Referring expression pointing data
▬▬▬▬▬▬▬▬▬▬
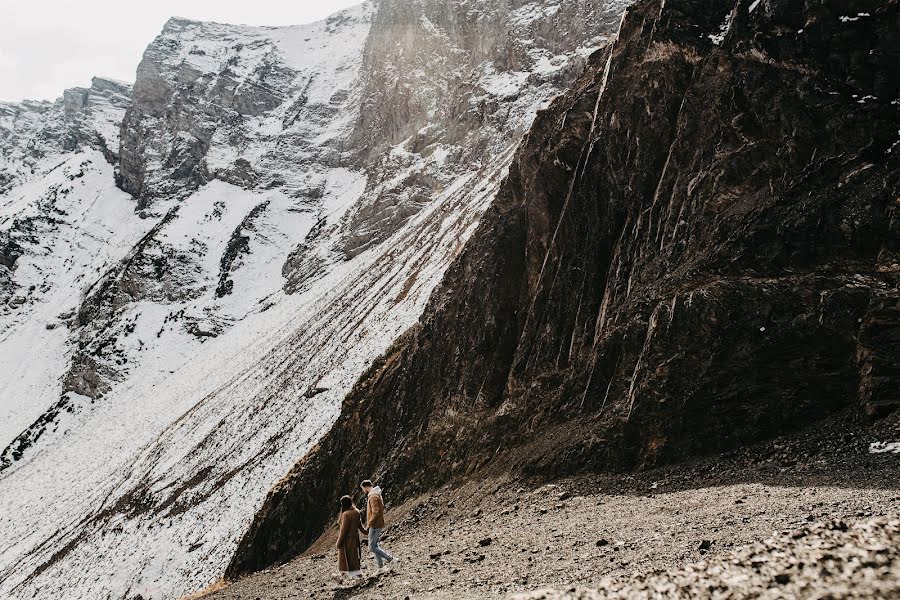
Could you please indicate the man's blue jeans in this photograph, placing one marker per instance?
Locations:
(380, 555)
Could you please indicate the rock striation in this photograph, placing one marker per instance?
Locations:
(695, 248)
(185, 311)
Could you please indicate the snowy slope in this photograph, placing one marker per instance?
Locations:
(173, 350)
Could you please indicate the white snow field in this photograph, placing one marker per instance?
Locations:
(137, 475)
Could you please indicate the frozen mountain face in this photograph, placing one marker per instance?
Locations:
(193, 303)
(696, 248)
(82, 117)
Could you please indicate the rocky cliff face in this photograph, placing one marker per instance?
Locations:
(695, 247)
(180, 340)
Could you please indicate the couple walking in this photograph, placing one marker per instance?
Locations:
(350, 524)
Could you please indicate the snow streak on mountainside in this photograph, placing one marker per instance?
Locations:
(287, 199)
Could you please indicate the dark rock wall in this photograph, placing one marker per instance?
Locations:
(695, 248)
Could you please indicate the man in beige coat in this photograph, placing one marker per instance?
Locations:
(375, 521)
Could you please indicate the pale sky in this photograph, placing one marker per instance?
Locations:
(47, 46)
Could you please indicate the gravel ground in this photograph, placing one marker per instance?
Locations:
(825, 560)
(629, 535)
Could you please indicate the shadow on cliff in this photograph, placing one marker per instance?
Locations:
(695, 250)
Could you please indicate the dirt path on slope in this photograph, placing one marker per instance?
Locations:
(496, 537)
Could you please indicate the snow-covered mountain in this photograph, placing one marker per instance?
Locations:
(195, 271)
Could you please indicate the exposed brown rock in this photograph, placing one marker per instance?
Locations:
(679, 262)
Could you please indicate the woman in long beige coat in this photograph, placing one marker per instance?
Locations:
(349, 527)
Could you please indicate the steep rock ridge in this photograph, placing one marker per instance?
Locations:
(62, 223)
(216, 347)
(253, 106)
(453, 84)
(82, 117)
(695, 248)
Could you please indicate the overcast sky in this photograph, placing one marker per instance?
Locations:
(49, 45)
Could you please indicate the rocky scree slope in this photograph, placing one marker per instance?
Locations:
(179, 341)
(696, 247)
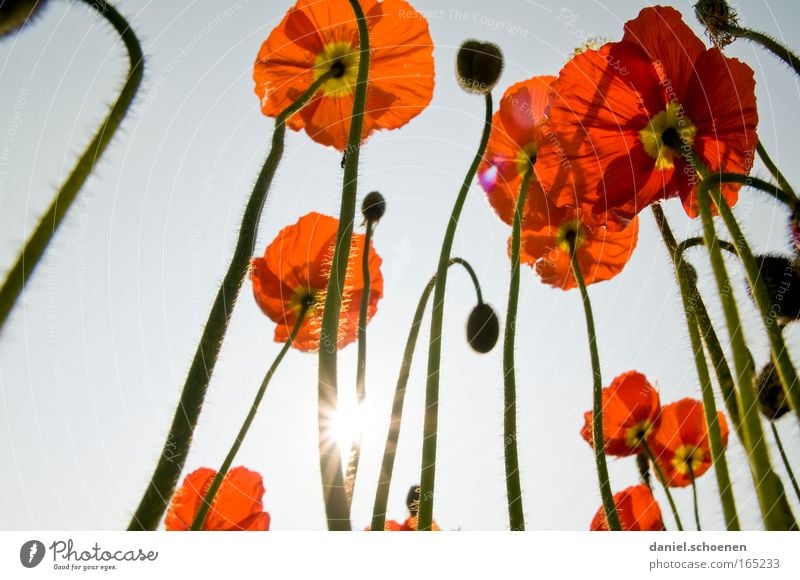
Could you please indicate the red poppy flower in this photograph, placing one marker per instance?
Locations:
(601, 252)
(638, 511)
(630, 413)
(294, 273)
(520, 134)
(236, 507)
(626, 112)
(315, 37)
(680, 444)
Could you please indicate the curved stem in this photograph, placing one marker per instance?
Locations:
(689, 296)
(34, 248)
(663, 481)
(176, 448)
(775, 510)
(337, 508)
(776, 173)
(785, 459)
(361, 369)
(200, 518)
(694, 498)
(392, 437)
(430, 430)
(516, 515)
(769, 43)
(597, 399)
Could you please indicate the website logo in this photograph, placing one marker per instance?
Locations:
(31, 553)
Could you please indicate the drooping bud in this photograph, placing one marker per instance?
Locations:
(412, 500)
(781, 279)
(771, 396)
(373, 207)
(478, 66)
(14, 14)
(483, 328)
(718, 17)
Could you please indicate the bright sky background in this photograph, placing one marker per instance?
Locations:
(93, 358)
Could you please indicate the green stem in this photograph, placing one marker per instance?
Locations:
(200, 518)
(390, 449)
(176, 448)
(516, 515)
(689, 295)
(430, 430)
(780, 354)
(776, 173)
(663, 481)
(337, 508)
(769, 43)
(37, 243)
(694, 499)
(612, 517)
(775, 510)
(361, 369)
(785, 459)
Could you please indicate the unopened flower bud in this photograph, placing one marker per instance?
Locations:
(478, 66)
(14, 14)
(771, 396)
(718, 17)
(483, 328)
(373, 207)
▬▬▬▬▬▬▬▬▬▬
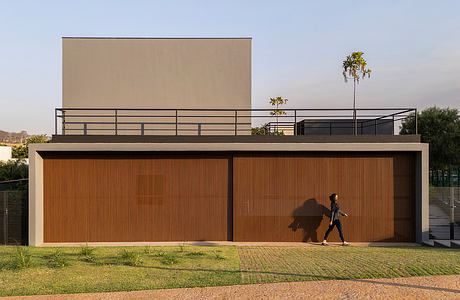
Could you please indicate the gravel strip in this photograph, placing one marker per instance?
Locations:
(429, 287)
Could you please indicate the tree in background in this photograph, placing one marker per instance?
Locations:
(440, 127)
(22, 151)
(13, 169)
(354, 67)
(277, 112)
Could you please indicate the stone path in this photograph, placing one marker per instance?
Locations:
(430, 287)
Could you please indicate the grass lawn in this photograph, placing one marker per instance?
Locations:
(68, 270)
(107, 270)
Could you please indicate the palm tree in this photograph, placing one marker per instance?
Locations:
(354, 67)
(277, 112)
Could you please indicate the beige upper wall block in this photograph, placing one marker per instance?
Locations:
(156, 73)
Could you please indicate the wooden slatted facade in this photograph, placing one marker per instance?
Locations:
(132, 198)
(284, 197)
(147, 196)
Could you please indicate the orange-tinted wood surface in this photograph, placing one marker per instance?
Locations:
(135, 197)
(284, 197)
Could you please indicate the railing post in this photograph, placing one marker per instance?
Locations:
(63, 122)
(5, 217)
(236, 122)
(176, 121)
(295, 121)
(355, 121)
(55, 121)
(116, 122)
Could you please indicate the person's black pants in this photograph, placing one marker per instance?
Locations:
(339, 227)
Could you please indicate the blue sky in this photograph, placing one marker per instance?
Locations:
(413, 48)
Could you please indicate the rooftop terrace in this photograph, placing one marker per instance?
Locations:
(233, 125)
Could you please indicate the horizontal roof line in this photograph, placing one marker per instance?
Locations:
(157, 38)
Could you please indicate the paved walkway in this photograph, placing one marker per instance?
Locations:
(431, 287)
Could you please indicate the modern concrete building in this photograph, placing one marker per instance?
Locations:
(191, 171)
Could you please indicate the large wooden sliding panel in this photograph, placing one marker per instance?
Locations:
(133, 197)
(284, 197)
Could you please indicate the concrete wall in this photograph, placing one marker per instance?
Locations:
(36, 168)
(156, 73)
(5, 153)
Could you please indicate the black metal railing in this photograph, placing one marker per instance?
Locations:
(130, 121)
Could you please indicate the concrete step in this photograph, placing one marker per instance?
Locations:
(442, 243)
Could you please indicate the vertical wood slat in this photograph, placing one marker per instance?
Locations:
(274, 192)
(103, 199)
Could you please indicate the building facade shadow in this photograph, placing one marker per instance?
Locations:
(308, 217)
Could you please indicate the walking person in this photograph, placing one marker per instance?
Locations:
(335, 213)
▬▬▬▬▬▬▬▬▬▬
▶ [Problem description] Find every line in the records that uses the string "rocky", then copy it.

▶ [Response to the exercise]
Could you please indicate the rocky cliff face in this photograph, placing one marker per instance?
Could you please indicate the rocky scree slope in this photograph, placing one marker per instance?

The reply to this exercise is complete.